- THE TASKS
#1 From the earnings call transcript, return the passage starting with "Ken Beer - Analyst" and going on through "of your production?", copied word for word.
#2 List every person named in the earnings call transcript, along with the title or role the transcript gives for each.

You've done a fantastic job on the hedging side.
Aubrey McClendon - Chairman and CEO
Thank you.
Operator
We'll go now to Ken Beer with Johnson Rice.
Ken Beer - Analyst
Whoa.
I think you've answered a lot of those questions.
I do have one question for Mark left over and that is on the basis differential.
If I remember, Mark, I think it was last quarter that you put in a basis differential hedge kind of like '03 to continued of '04, '05, for about 15, 16, 18 cents, something like that.
Is that almost all of your production, a good part of your production?
Just remind me as to what the structure of that deal is is?
Mark Lester - Senior Vice President Explorations
Yeah.
Ken, we're taking a very long-term view with regard to basis, and starting in '03, and actually going through '09, we've locked in basis on most of the pipes that we produce in the Mid-Continent between 14 and 16 cents negative to Henry hub.
In terms of volume, it varies by year, but generally is not more than about 40% in the first two or three years and then declines, frankly, to, you know, 20% in the out years.
We continue to monitor basis.
The liquidity in the basis market for the long-dated contracts is pretty thin, and so it's sort of a -- I won't say one-off necessarily, but it really is a -- almost trade by appointment situation, and we periodically are looking to put that on.
If you look back in the last two or three years, basis in the Mid-Continent has been in the 15-cent, plus or minus, on an annual basis, but actually is fairly cyclical through the season.
Basis tends to widen in the summer months and narrows in this part of the year, and this month is following that trend.
As I mentioned, I think the least basis in the Mid-Continent for any of the four pipes that we follow is about 7 cents this month, and the largest basis is only 10 cents, so a significant improvement for us for this month.

- SOURCE MATERIAL
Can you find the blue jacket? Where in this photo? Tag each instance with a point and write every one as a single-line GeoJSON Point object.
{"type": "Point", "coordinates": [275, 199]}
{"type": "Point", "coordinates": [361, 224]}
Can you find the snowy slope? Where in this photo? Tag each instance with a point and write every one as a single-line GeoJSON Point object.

- ANSWERS TO THE TASKS
#1
Ken Beer - Analyst
Whoa.
I think you've answered a lot of those questions.
I do have one question for Mark left over and that is on the basis differential.
If I remember, Mark, I think it was last quarter that you put in a basis differential hedge kind of like '03 to continued of '04, '05, for about 15, 16, 18 cents, something like that.
Is that almost all of your production, a good part of your production?

#2
- Aubrey McClendon: Chairman and CEO
- Ken Beer: Analyst, with Johnson Rice
- Mark Lester: Senior Vice President Explorations